• **GIVEN EXERCISE 1**: According to the text on Israeli foreign policy, which countries did Israel sign separate armistice agreements with in 1949?

• **DOCUMENT SEGMENT**:
%%
Equally important is the objective designed to strengthen the emotional,
religious, cultural, and historical bonds between Israel and world Jewry. This
is based on the concept that Israel is the spiritual center for Judaism and on
the tendency to regard the approximately 14 million Jews living outside the
country (as of 1975) as a great political and economic asset, especially the
Jews in the United States (roughly 5.6 million in 1975). Therefore the
country's leaders affirm that they have a responsibility to increase Jewish
consciousness among dispersed communities by such means as providing teachers
and textbooks and by fostering the study of Hebrew. Moreover, by increasing
the sense of Jewish identification in the Diaspora with Israel, the goal of
achieving active political and economic support is also served. Another
important aspect of Israel's policy toward the Diaspora is the consistent
concern shown for the human rights of Jews in the Arab countries, South
America, Eastern Europe, and the Soviet Union. The government encourages
Aliyah (see Glossary) as a means of fulfilling Zionist ideology and of
increasing the Jewish state's security as well.
Israeli foreign policy has evolved principally as a function of
interactions with its Arab neighbors and the great powers. In 1948 the United
States and the Soviet Union recognized the state of Israel, whereas the Arab
states forcibly opposed it. These two salient features challenged the
ingenuity of the Israeli foreign policy establishment in the initial phase
of national diplomacy. Relations with the Soviet Union became strained by
1953 as the Arab-Israeli dispute became a more crucial part of the larger
confrontation between East and West. Hopes of ending Arab hostility fell
short of expectation despite serious attention given to the problem. Israel
managed to sign separate armistice agreements with Egypt, Jordan, Syria, and
Lebanon in 1949. The armistice, effected through the mediation of the United
Nations (UN), was interpreted by most members of the world organization as an
intermediate step in the transition from temporary truce to permanent peace.
%%
• **WORKING DATA**:
%%
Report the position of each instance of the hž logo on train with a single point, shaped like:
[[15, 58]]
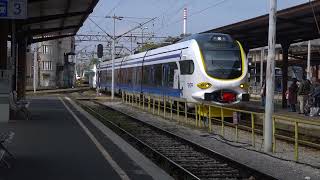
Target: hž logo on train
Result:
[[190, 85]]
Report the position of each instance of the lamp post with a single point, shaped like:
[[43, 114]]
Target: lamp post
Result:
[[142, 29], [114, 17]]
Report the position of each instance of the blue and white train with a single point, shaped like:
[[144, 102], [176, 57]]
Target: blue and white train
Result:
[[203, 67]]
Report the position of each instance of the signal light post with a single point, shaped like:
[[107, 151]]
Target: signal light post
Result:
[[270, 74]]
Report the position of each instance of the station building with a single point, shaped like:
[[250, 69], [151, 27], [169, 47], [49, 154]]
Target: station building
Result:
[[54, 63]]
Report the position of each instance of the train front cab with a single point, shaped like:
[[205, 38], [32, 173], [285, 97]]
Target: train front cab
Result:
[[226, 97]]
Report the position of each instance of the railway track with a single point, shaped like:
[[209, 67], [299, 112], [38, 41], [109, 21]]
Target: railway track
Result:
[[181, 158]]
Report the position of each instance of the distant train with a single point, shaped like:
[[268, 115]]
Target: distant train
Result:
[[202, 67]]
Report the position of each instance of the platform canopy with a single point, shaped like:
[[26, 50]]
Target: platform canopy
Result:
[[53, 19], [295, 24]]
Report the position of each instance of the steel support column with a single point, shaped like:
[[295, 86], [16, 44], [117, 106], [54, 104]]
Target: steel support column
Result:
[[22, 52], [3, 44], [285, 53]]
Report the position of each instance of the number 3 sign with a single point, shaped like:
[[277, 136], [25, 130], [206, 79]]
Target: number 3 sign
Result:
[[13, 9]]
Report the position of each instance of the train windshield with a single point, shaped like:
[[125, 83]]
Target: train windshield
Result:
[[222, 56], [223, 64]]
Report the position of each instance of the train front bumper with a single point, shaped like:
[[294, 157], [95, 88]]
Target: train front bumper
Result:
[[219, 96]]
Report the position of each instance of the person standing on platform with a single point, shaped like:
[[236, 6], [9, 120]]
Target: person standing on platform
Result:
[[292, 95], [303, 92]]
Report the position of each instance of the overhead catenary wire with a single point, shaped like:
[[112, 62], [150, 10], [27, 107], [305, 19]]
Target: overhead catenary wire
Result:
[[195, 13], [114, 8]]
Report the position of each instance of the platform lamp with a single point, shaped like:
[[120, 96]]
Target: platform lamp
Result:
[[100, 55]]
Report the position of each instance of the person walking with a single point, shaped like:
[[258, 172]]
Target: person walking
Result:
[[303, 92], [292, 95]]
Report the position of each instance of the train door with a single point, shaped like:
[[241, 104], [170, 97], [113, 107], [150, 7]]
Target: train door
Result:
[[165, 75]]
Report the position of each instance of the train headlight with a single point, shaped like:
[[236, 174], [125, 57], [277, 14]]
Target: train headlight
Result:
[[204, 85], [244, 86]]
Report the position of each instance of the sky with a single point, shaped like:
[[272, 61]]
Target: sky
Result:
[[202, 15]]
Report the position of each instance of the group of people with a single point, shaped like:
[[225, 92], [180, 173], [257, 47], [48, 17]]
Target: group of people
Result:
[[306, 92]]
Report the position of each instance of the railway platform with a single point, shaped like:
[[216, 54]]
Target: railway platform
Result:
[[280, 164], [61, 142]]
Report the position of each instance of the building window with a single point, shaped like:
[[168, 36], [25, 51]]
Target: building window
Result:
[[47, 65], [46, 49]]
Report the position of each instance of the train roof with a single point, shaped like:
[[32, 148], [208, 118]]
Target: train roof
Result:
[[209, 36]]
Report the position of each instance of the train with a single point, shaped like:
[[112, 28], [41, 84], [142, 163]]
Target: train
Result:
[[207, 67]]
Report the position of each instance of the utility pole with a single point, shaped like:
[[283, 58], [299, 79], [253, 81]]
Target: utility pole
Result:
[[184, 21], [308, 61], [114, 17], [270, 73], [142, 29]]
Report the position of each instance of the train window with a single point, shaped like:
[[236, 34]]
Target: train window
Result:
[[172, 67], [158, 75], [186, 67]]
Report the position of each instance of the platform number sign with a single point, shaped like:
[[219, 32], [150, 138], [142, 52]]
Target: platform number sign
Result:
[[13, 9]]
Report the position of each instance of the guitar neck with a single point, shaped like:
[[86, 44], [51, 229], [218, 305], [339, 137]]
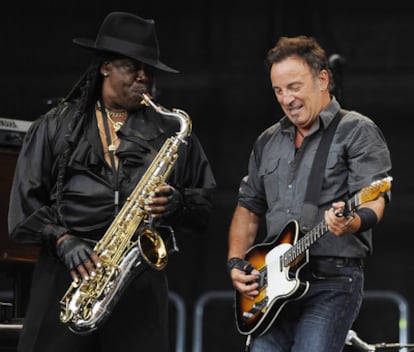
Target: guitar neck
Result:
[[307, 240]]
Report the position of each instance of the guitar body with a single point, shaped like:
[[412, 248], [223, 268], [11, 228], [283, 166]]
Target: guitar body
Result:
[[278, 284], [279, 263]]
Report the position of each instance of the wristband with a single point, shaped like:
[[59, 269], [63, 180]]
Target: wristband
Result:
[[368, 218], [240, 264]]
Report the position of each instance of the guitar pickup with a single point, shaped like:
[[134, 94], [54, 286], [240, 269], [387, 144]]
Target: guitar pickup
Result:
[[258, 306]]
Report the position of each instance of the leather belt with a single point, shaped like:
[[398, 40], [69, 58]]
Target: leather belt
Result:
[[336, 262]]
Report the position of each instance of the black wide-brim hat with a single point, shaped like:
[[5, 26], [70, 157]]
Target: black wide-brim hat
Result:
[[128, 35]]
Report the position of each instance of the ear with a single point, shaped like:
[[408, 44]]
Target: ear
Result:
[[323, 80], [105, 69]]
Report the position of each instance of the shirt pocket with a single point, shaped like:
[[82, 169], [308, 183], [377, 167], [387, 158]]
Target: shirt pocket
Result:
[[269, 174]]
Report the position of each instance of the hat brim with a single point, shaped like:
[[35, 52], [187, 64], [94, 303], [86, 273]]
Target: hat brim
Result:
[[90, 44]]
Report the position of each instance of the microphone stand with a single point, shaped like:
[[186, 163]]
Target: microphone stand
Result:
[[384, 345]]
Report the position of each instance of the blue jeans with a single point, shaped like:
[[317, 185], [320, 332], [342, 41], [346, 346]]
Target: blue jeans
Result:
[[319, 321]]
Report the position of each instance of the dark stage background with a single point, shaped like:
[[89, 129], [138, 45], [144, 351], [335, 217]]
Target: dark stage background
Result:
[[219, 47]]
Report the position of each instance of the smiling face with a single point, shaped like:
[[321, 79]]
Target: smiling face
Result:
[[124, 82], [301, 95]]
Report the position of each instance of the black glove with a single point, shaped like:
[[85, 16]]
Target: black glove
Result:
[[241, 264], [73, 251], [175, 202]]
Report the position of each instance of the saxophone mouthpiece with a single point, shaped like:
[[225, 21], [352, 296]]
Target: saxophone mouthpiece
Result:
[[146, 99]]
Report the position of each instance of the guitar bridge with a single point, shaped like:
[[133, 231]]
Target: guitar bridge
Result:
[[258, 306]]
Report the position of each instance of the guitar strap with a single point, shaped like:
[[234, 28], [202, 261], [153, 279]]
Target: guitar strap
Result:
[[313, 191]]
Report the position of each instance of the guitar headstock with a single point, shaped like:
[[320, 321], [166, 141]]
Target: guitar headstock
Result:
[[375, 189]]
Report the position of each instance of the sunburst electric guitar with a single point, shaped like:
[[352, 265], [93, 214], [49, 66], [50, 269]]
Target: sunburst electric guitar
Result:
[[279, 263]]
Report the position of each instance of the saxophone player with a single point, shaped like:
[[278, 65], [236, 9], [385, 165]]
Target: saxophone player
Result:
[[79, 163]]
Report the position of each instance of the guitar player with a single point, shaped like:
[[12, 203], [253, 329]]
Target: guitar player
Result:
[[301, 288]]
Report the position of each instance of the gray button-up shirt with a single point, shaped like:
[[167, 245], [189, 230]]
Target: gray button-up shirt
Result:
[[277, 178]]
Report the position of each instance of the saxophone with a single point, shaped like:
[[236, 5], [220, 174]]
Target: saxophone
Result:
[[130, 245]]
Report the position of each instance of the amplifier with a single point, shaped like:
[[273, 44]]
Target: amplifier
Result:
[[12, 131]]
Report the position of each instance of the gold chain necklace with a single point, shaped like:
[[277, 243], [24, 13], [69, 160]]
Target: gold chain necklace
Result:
%%
%%
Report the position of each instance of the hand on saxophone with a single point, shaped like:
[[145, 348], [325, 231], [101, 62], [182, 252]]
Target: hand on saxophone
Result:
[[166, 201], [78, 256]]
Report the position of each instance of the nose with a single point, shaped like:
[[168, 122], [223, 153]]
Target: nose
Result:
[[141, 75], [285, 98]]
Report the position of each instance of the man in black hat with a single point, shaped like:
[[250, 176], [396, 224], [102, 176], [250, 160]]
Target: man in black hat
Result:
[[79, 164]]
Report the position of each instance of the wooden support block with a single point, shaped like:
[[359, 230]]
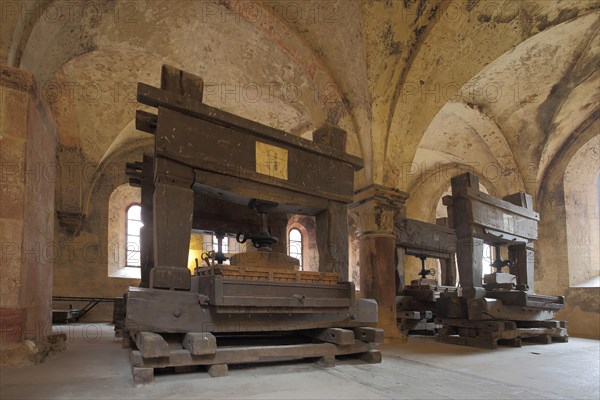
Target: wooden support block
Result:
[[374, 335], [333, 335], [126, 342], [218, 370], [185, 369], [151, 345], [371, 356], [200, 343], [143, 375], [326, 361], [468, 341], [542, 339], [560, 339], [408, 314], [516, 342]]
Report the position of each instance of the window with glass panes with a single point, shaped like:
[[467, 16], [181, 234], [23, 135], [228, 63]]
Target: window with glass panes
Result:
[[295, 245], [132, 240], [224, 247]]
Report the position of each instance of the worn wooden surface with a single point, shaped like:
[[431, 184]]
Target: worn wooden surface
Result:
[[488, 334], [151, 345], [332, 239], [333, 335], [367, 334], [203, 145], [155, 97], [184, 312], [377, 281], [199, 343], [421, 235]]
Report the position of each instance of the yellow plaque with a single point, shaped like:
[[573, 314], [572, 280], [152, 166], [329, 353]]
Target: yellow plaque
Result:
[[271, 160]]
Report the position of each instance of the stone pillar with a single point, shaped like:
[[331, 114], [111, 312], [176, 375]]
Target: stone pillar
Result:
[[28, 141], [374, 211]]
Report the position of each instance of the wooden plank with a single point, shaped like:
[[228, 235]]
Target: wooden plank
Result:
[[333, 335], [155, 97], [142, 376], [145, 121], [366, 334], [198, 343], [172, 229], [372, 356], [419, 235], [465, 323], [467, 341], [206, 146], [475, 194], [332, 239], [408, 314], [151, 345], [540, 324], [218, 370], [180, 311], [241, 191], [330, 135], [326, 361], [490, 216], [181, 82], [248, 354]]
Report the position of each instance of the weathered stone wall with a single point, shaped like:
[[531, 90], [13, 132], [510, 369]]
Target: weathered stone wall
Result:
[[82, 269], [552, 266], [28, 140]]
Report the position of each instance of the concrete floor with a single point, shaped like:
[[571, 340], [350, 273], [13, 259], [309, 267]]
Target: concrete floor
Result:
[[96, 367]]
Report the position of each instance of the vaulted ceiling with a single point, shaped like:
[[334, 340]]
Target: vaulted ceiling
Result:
%%
%%
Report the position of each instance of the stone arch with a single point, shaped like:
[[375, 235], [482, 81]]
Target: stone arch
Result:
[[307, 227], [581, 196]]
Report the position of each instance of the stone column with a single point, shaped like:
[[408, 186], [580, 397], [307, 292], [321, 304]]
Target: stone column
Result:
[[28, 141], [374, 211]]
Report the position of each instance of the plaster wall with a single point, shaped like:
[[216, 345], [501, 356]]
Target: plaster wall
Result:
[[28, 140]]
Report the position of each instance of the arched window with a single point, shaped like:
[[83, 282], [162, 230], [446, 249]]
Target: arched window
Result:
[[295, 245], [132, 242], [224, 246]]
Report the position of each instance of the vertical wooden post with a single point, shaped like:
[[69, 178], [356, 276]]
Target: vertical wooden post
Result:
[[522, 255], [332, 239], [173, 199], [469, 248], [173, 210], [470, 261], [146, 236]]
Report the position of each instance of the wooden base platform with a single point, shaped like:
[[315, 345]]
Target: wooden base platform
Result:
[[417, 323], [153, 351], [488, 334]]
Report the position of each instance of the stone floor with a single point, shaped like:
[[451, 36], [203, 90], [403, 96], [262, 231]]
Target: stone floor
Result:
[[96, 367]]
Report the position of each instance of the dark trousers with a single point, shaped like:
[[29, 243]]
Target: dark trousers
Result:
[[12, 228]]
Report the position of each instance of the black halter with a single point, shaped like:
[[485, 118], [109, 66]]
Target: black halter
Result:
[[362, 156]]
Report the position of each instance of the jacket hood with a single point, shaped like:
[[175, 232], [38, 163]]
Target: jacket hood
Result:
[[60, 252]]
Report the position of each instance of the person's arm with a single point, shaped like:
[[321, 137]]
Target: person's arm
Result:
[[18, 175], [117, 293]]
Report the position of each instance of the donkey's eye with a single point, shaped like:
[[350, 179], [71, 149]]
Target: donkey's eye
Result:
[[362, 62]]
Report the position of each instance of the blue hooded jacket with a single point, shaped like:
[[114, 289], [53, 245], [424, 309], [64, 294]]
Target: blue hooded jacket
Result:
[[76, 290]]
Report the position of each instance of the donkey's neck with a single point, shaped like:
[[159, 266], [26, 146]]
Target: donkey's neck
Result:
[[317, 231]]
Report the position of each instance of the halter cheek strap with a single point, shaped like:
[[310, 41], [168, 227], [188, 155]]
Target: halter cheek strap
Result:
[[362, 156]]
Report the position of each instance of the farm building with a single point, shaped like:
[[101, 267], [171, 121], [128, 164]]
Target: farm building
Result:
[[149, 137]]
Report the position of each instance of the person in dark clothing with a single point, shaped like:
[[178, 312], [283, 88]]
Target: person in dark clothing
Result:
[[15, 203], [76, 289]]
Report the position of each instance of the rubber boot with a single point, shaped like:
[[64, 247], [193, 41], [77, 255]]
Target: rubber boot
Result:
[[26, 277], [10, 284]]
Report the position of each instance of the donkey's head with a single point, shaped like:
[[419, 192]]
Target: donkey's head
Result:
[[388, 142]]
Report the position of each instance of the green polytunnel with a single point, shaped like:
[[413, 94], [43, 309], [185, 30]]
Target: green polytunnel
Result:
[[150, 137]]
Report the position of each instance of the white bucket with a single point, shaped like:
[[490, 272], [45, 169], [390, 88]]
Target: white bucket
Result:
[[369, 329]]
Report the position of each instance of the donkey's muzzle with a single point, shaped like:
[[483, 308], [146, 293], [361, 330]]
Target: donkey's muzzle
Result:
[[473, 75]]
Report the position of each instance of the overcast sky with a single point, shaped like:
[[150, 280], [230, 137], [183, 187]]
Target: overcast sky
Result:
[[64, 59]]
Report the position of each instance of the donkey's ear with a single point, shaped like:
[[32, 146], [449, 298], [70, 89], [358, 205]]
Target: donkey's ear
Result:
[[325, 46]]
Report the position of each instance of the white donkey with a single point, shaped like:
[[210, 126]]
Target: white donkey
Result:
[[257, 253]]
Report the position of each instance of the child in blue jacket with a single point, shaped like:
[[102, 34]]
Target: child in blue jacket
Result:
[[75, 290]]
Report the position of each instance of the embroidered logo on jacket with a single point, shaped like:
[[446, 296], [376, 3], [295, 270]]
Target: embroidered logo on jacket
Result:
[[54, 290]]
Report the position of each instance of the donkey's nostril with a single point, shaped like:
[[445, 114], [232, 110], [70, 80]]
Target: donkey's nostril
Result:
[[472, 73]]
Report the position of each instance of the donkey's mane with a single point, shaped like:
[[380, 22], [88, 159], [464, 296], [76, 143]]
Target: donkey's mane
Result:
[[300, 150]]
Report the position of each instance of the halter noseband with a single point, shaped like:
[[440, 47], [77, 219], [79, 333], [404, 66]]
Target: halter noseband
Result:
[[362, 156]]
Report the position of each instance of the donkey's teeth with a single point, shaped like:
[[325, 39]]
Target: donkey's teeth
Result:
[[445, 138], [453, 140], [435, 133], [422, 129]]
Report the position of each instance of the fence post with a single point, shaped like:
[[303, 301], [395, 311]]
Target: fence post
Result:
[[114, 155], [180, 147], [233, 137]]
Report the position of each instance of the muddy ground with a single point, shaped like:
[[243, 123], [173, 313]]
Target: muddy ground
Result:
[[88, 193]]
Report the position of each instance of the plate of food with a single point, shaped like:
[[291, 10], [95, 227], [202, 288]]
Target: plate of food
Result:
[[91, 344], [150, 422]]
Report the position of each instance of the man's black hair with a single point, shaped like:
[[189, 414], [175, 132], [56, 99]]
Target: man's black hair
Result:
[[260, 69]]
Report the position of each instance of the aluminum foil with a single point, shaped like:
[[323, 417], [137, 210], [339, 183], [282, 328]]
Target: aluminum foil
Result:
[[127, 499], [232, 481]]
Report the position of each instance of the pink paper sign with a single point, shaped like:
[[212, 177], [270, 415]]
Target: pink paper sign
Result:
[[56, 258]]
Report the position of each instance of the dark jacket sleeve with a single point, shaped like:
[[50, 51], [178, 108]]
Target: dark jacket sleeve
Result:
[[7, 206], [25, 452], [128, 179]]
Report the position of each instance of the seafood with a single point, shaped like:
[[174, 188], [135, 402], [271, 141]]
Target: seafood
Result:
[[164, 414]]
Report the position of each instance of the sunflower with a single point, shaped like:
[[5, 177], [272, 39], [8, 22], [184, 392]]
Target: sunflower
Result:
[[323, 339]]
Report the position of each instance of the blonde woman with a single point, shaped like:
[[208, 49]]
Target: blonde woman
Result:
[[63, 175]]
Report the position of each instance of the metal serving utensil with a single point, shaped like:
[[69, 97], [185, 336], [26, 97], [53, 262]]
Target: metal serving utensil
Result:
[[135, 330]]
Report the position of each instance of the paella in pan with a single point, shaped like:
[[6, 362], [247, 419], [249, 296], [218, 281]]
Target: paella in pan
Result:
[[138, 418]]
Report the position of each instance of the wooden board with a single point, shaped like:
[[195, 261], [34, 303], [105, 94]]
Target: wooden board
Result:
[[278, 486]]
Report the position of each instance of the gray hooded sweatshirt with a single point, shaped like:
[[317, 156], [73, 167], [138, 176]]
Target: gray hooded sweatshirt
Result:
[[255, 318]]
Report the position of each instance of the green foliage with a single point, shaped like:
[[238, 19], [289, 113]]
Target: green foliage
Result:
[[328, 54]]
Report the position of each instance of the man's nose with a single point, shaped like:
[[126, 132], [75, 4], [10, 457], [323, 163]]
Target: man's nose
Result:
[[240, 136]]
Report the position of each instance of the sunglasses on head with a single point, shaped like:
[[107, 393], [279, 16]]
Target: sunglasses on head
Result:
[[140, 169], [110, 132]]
%%
• **GIVEN EXERCISE 2**: Write out the rows again word for word. Begin at the line that has "Report the position of each instance of the wooden board" and stop after the line that has "[[140, 169], [110, 132]]", with both of those lines included.

• **CORRECT RESULT 1**: Egypt, Jordan, Syria, and Lebanon.

• **CORRECT RESULT 2**:
Report the position of each instance of the wooden board with a single point, shaped like:
[[195, 261], [34, 303], [105, 94]]
Target: wooden board
Result:
[[278, 486]]
Report the position of each instance of the gray hooded sweatshirt with a single point, shaped like:
[[317, 156], [73, 167], [138, 176]]
Target: gray hooded sweatshirt
Result:
[[255, 318]]
Report the position of each instance of the green foliage with a single point, shaped like:
[[238, 19], [289, 113]]
Target: green foliage
Result:
[[328, 54]]
Report the position of each instance of the man's nose with a single point, shaped like:
[[126, 132], [75, 4], [10, 457], [323, 163]]
Target: man's nose
Result:
[[240, 136]]
Report the position of each instance of the sunglasses on head with a single point, shaped like:
[[107, 393], [279, 16]]
Target: sunglasses on head
Result:
[[140, 169], [110, 132]]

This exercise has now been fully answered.